## EXCERTO FORNECIDO
▶

O volume e as espécies das produções agrícolas variam segundo a natureza, a utilização e a superfície das terras consideradas. Estas podem incluir culturas permanentes ou temporárias, terras de pousio, florestas, pastagens e mesmo áreas incultas. A área agrícola não é só por si suficiente para avaliar a dimensão da produção, que depende naturalmente do solo, da fertilidade da terra, dos meios de produção utilizados e da força de trabalho disponível.

Entre as entidades privadas, ou entre estas e os poderes públicos, estabelecem-se relações variadas e, por vezes, complexas. É possível enunciar as mais significativas e que são as seguintes: entre o detentor do solo e a entidade que o explora; entre o dono de animais e de equipamentos ou máquinas e a entidade que os utiliza; entre rendeiros e proprietários fundiários; entre o possuidor do dinheiro e a entidade a quem o cede; entre o patrão e os trabalhadores assalariados, permanentes ou temporários; entre produtores e consumidores, vendedores e compradores; entre produtores agrícolas e entidades transportadoras e mercantis; entre contribuintes agricultores, o Estado e as autarquias locais.

◀

## DADOS FORNECIDOS
▶

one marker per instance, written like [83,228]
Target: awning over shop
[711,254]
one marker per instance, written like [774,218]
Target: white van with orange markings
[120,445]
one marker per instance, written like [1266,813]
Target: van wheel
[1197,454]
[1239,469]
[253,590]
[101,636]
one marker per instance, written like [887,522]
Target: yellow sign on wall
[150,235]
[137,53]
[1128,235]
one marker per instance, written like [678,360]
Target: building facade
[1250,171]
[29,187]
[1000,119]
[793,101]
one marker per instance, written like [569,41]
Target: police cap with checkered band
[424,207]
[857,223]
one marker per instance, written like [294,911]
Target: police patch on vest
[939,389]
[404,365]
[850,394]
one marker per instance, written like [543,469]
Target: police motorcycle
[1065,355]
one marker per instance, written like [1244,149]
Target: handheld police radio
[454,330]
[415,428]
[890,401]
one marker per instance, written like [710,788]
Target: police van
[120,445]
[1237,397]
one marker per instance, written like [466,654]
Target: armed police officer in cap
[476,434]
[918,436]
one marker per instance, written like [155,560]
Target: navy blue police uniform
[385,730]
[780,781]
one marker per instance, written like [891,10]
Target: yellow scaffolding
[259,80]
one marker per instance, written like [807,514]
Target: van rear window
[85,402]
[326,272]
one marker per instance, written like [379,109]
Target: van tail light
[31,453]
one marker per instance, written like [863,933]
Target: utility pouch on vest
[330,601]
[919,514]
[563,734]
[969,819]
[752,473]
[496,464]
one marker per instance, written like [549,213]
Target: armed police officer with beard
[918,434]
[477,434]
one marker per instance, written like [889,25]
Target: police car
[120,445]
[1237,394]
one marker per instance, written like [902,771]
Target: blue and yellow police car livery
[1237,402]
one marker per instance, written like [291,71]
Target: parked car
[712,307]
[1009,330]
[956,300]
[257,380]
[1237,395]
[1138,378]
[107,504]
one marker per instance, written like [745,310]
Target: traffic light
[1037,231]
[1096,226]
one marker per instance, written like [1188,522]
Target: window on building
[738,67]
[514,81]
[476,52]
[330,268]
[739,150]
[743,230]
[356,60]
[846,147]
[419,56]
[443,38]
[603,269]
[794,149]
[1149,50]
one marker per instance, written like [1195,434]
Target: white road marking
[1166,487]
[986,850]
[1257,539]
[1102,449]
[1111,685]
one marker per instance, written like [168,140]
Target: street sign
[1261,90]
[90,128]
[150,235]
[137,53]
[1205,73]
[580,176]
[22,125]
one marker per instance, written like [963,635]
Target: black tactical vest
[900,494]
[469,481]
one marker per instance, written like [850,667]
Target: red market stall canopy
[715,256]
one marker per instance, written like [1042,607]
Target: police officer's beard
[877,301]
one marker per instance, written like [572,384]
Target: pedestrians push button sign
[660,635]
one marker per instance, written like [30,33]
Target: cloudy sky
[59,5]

◀

## O QUE FAZER
a) Segundo o excerto fornecido, de que depende a dimensão da produção agrícola, para além da área?
b) Transcreva do excerto fornecido o trecho que vai de "O volume e as" até "de trabalho disponível.", inclusive.
As linhas apresentadas provêm de uma fonte diferente da do excerto.

## RESOLUÇÃO DAS TAREFAS
a) Depende do solo, da fertilidade da terra, dos meios de produção utilizados e da força de trabalho disponível.

b)
O volume e as espécies das produções agrícolas variam segundo a natureza, a utilização e a superfície das terras consideradas. Estas podem incluir culturas permanentes ou temporárias, terras de pousio, florestas, pastagens e mesmo áreas incultas. A área agrícola não é só por si suficiente para avaliar a dimensão da produção, que depende naturalmente do solo, da fertilidade da terra, dos meios de produção utilizados e da força de trabalho disponível.